Textauszug:
********

Die innere Ordnung der Akten wurde übernommen und ergänzt, auch wenn eine systematische Aktenführung nur in Ansätzen erkennbar ist. Die Pressespiegel über die Stücke und Gastspiele im JT wurden uneinheitlich abgelegt. Die Presseberichte über die Stücke und das Theater selbst (Klassifikationsnummern 3.4 und 4.3) bilden das Gerüst der Überlieferung. Sie wurden gesammelt, um gleichermaßen mit ihnen nach außen Publikum zu werben und nach innen die Geschichte des Hauses zu dokumentieren. Daher wurden hier auch die Programmhefte über die einzelnen Stücke abgelegt, statt sie eigens zu sammeln. Akten zur Geschichte des JT sowie zur Organisation und Verwaltung wurden nur am Rande überliefert. Anlässlich des 30-jährigen Jubiläums 1987 wurde eine Festschrift erstellt (Dep. 108 Nr. 107, Signatur: B 580 in der Archivbibliothek), für die wichtige Urkunden etc. aus den Akten entnommen wurden. Diese Unterlagen, die auch als Vorlagen für die Faksimile-Abbildungen dienten, wurden nicht wieder zurücksortiert, sondern verblieben als loser, ungeordneter Stapel, aus dem die Akten Dep. 108 Nr. 107, 109, 110 und 111 gebildet wurden.

Es wurde darauf verzichtet, im Findbuch die Stücke und Gastspiele komplett aufzulisten. Um jeweils Informationen zu finden, empfiehlt es sich, zunächst bei den Monatsprogrammen und Spielplänen (Klassifikationsnummern 6.3 und 6.4) nachzusehen, um so die Spielzeit festzustellen. Mit ihrer Kenntnis lassen sich dann die konkreten Akten finden (z. B. Presseberichte, Personalakten). Ur- und Erstaufführungen wurden stets vermerkt. Die Bezeichnung 'deutsche Erstaufführung' meint, dass es sich um eine westdeutsche Erstaufführung handelt, im Unterschied zur deutschsprachigen Erstaufführung. Bei der Suche nach Schauspielern, Regisseuren und Gästen empfiehlt es sich (neben der Suche im Index und in den Personalakten), ebenfalls zunächst die Verweildauer des Gesuchten am JT zu klären.

********

Aufgabe 1: Fasse den Textauszug in zwei Sätzen zusammen.

Übungsdaten:

********

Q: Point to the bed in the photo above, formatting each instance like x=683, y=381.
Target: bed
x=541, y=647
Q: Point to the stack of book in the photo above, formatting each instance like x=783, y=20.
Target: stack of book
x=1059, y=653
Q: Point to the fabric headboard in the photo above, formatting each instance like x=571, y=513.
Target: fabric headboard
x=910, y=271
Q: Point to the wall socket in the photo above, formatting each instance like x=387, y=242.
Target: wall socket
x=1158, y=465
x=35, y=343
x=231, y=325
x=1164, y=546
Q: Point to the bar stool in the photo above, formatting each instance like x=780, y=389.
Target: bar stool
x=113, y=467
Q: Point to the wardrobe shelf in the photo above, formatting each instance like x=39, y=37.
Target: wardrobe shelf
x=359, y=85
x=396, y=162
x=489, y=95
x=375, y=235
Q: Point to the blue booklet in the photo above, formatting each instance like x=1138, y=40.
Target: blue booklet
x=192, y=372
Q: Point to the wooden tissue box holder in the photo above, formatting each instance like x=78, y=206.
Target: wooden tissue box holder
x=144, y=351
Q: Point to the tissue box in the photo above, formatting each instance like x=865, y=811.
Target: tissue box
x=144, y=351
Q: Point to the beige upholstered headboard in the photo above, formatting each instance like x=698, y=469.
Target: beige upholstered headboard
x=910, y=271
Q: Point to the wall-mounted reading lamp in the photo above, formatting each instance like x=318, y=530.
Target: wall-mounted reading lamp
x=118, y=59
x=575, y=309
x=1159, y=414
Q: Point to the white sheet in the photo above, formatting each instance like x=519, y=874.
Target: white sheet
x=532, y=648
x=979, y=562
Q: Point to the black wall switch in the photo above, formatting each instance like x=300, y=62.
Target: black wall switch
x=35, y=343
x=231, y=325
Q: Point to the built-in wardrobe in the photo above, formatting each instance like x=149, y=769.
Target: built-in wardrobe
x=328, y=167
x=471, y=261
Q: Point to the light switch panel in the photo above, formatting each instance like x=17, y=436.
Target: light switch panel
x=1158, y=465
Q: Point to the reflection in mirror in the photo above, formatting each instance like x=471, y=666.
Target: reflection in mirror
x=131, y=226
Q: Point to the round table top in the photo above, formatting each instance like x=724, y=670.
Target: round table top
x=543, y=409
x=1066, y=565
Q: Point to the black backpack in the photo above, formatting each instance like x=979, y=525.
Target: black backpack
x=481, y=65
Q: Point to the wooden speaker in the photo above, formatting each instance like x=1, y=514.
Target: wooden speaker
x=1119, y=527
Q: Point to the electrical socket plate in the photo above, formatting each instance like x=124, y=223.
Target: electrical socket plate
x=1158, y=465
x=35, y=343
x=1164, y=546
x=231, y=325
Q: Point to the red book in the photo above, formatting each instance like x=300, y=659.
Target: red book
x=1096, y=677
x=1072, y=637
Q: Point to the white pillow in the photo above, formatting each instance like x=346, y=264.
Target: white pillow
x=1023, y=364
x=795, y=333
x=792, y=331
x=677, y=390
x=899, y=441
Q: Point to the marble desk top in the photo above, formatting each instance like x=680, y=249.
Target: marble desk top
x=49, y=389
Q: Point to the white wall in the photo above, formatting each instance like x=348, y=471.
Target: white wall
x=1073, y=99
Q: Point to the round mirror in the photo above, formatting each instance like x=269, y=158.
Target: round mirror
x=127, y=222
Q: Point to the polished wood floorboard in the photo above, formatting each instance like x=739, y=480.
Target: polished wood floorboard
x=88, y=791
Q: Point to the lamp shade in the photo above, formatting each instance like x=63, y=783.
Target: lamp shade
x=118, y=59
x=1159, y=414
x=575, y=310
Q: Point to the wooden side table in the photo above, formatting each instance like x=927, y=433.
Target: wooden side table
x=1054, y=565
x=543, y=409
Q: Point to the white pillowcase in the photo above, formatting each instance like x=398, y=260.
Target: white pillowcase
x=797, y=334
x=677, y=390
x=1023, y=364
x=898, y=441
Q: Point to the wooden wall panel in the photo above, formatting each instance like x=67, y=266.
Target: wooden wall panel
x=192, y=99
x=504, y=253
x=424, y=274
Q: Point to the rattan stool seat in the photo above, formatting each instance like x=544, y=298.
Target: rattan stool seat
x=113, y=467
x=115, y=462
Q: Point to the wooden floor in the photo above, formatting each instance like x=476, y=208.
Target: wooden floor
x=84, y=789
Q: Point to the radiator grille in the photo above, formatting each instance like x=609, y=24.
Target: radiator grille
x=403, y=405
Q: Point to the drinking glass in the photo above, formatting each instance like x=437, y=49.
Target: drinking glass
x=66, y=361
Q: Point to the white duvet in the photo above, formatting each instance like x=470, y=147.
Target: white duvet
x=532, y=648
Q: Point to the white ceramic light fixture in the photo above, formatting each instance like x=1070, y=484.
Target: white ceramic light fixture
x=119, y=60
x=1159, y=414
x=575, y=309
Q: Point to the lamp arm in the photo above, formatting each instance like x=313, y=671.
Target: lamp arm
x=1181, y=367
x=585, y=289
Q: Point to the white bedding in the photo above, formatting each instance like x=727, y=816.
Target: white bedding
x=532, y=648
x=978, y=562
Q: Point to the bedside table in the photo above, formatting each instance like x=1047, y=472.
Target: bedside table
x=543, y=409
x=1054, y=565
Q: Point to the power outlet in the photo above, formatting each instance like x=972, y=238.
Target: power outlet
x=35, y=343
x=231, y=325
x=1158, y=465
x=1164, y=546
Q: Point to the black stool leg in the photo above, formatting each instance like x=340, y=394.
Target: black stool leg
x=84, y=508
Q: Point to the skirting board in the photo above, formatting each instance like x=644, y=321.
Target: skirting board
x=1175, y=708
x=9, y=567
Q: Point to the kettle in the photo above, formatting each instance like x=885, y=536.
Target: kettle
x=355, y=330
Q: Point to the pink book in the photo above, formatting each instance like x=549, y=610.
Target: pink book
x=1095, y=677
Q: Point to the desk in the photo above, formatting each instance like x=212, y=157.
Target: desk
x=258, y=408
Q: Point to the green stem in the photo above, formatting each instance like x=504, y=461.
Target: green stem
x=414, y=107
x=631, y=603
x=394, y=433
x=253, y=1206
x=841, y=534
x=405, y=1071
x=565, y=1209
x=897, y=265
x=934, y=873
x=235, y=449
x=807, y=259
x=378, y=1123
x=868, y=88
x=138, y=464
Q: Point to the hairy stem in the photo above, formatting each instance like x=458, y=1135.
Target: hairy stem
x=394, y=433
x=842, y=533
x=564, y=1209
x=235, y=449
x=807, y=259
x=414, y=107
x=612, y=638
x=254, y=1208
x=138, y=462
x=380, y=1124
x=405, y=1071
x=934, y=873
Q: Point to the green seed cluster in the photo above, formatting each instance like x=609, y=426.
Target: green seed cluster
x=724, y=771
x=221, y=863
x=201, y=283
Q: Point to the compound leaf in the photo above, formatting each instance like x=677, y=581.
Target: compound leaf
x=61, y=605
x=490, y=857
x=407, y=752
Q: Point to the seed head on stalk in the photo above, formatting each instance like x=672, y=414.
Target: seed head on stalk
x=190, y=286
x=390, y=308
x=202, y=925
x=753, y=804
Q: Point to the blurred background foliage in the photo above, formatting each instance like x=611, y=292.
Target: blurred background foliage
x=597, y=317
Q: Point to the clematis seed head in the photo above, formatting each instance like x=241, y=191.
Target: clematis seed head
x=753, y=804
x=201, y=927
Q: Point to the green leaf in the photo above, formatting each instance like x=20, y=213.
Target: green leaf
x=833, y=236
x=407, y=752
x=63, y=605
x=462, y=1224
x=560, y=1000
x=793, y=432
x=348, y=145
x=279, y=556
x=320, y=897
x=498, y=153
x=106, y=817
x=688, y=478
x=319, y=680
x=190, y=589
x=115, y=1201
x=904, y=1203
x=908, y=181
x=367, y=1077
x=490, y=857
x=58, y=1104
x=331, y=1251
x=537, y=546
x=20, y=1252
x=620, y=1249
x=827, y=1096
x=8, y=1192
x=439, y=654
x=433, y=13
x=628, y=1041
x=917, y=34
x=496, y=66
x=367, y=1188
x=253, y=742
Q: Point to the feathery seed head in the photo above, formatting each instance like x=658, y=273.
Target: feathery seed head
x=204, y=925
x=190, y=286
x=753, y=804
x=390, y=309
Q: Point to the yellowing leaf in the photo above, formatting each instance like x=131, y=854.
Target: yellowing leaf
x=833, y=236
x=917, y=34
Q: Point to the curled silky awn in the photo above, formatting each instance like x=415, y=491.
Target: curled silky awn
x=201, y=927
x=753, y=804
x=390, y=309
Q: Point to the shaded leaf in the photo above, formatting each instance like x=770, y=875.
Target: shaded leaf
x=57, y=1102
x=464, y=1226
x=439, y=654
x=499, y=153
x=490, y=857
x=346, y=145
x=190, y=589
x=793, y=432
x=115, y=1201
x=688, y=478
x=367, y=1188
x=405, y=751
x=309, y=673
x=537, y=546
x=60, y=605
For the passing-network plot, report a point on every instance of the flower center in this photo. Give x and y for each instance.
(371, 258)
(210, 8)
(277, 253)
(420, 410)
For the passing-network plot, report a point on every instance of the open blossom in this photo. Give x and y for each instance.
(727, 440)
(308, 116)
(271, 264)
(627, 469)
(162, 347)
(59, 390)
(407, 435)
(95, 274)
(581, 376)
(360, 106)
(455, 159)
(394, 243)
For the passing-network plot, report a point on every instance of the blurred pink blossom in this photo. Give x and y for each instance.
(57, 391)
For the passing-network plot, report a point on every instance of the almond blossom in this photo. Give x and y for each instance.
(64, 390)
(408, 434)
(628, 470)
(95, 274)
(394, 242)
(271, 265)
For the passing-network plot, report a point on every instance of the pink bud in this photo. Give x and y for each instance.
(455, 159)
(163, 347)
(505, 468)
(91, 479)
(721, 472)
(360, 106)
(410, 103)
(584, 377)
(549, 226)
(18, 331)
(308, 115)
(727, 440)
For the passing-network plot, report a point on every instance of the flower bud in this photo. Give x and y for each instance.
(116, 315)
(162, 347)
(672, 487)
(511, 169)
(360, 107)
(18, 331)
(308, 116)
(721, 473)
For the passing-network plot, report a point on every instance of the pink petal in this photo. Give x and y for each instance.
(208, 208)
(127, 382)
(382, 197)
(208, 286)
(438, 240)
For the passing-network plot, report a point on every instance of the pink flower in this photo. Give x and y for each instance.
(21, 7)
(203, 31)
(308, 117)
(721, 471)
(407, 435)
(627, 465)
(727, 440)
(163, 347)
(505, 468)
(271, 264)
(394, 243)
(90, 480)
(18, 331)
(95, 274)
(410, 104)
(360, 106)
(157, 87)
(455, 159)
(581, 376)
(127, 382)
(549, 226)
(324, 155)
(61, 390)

********

Aufgabe 2: Sammle aus der Auflistung jede Zeile, die das Wort „radiator“ enthält.

Vollständige Ausgabe 1: Die Presseberichte über die Stücke und das Theater bilden das Gerüst der Überlieferung, während Akten zur Geschichte des JT sowie zur Organisation und Verwaltung nur am Rande überliefert wurden. Da das Findbuch die Stücke und Gastspiele nicht komplett auflistet, empfiehlt es sich, zunächst bei den Monatsprogrammen und Spielplänen die Spielzeit festzustellen und damit die konkreten Akten zu finden.

Vollständige Ausgabe 2:
Q: Point to the radiator grille in the photo above, formatting each instance like x=609, y=24.
Target: radiator grille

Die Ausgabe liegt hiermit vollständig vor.